**Task list**
**a)** In the article on female responses to drug use, which agency awarded Linda Perrotti the grant for her research?
**b)** Summarize the article on female responses to drug use in two sentences.

=== Given passage ===

Examining female responses to drug use and addiction
A neuroscience researcher at The University of Texas at Arlington is conducting a comparative study of how males and females respond to opiate withdrawal.
The National Institute on Drug Abuse awarded Linda Perrotti, professor of psychology, a three-year grant worth nearly $454,000 to support her research into the differences in somatic, emotional and motivational responses between males and females after discontinuing the use of morphine. The study will address a systemic deficiency of data related to female experiences of drug use, addiction and recovery.
“In biomedical science, women and female cell lines have been left out,” Perrotti said. “In drug use and addiction research, all of the withdrawal scales, scoring and models have been based on data obtained from male research subjects.”
Perrotti’s study will measure somatic responses like tremors and nausea, emotional responses—including stress, anxiety and depression—and motivational responses, such as how an individual reacts when exposed to an environment that triggers a desire for drug use.
Her team will examine sex differences in severity and timeline of withdrawal, in addition to collecting data on how the female ovarian hormones estrogen and progesterone may mediate the harshness of withdrawal symptoms.
Perrotti stressed the importance of tracking females’ withdrawal responses across the reproductive cycle. If providers are informed about the interaction between phases of the menstrual cycle and withdrawal symptoms, they could better treat recovery and prevent relapse, she said.
“It could be helpful to assess these factors when a woman walks into the clinic and is in the early phases of withdrawal,” Perrotti said. “Her somatic symptoms could be mild, but her motivational symptoms may be severe. For example, the provider may need to keep her from environmental triggers that could queue her to start using drugs again.”
Historically, drug use and addiction data has been obtained from men, then applied to women. That approach misses the big picture, Perrotti said.
“When looking at withdrawal, some scientists may argue that females don’t suffer as much,” she said. “A comparative statement like that just doesn’t work. If an individual is in pain, then they are in pain.”

=== Extracted entries ===

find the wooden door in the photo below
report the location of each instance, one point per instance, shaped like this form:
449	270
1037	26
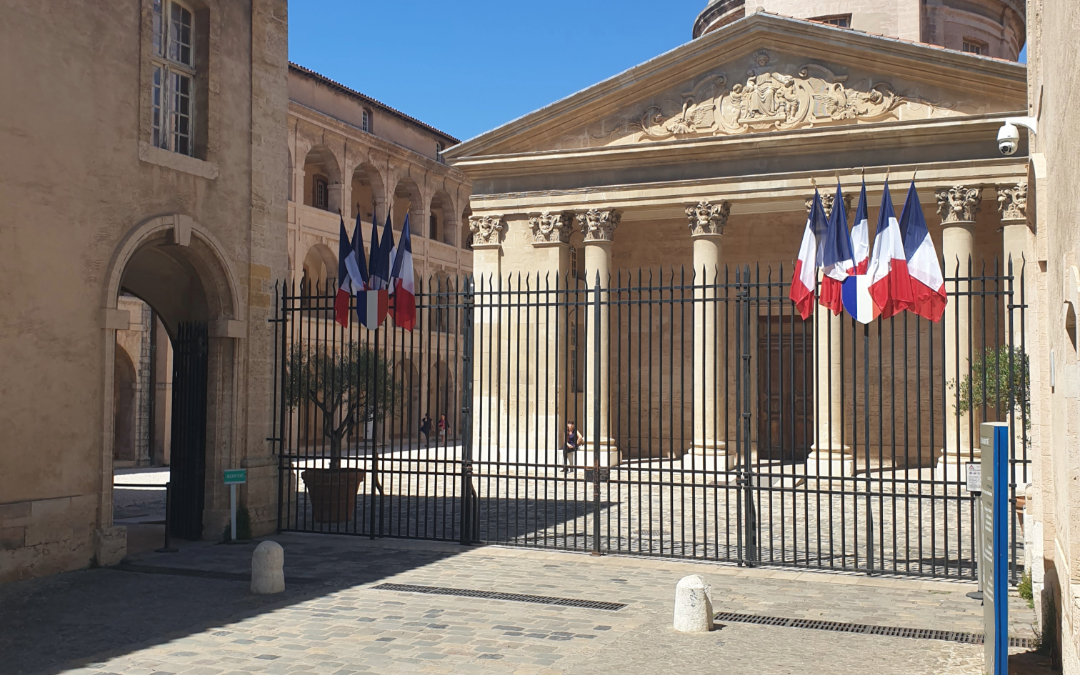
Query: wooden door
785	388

===
=== Extracted entries ===

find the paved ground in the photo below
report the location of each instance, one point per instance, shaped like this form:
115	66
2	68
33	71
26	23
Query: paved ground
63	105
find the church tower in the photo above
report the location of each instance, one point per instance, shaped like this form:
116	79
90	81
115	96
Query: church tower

===

**Completed exercise**
**a)** The National Institute on Drug Abuse.

**b)** Linda Perrotti, a psychology professor at The University of Texas at Arlington, received a three-year grant of nearly $454,000 from the National Institute on Drug Abuse to compare how males and females respond somatically, emotionally and motivationally to morphine withdrawal. Her study will also examine how estrogen and progesterone may affect withdrawal severity, addressing a lack of data on females in addiction research, where withdrawal scales and models have been based on male subjects.